Tarefa proposta 1
No texto sobre o Mercado do Bolhão, por que círculo é Marisa Matias cabeça de lista?
Tarefa proposta 2
Escreva a continuação do texto sobre o Mercado do Bolhão, a partir da última frase apresentada.

Texto dado

◇ ◇ ◇

Entre as pedras de gelo vende-se o “royal mix”, um “mix supreme” e outras variações de pequenos cabazes de marisco, que metem gambas, ostras e semelhantes. Letras em azul forte prometem, em inglês, oferecer “the best oyster in the Bolhão market”. É uma das bancas da versão renovada do Mercado do Bolhão, de que os turistas parecem gostar — mas as peixeiras que já cá trabalhavam, algumas das quais estão arrumadas num canto do pavilhão, não estão satisfeitas. É a uma delas que Marisa Matias, cabeça de lista pelo Porto e conhecida de vários dos comerciantes, se dirige em passo decidido, levando consigo Mariana Mortágua para ouvir as queixas sobre a “turistificação” das cidades — queixas que a coordenadora do Bloco de Esquerda ouve com atenção, até o rosto se abrir num sorriso com a promessa da peixeira de votar no partido.

◇ ◇ ◇

Excerto da listagem
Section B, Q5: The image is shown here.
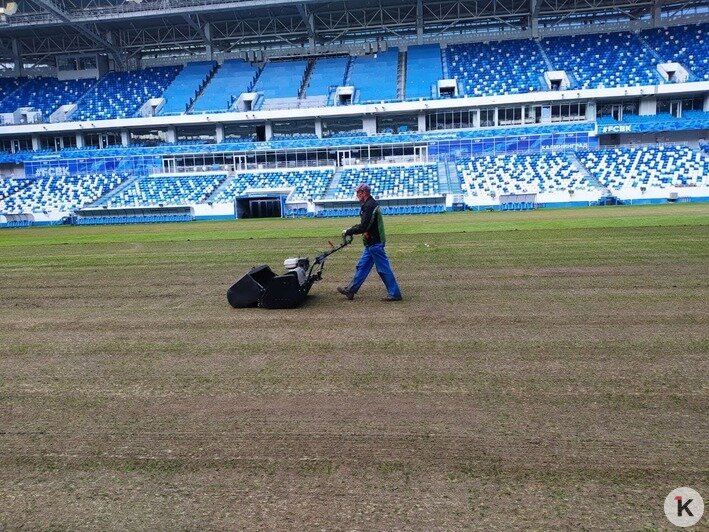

◇ ◇ ◇

Resultado da tarefa 1
Pelo Porto.

Resultado da tarefa 2
Mortágua está em modo popular: durante esta arruada no Porto, e como se foi notando nas passagens pela rua durante esta campanha, mostra-se disponível para o contacto com as pessoas, distribui beijos e abraços por sua iniciativa, dá autógrafos (no folheto do Bloco ou no último livro que publicou, e que uma leitora lhe dá para a mão) e oferece selfies por onde passa. Uma forma de provar que se vai soltando nas ruas, depois de ter ficado conhecida pelas intervenções duras dentro das paredes do Parlamento e nas comissões de inquérito à banca — e de muita gente, mesmo dentro do partido, ter questionado se teria a capacidade de mostrar a mesma “empatia” que Catarina Martins criava nas ruas.

Esforço não lhe falta e, no caso desta vendedora, compensa. A mulher cumprimenta entusiasticamente Marisa Matias mas rapidamente se dirige a Mortágua, dizendo que está sempre a “vê-la na TV”. Enquanto Mortágua fala da força das “mulheres trabalhadoras”, a peixeira queixa-se da versão 2.0 do mercado do Bolhão, frisando que para os vendedores são mais importantes as vendas a portuenses e residentes, que são consumidores fiéis durante o ano, do que a turistas — pelo que querem mais espaço e mais destaque para vender peixes ou hortaliças (e não mixes de ostras e camarão) nas bancas do mercado.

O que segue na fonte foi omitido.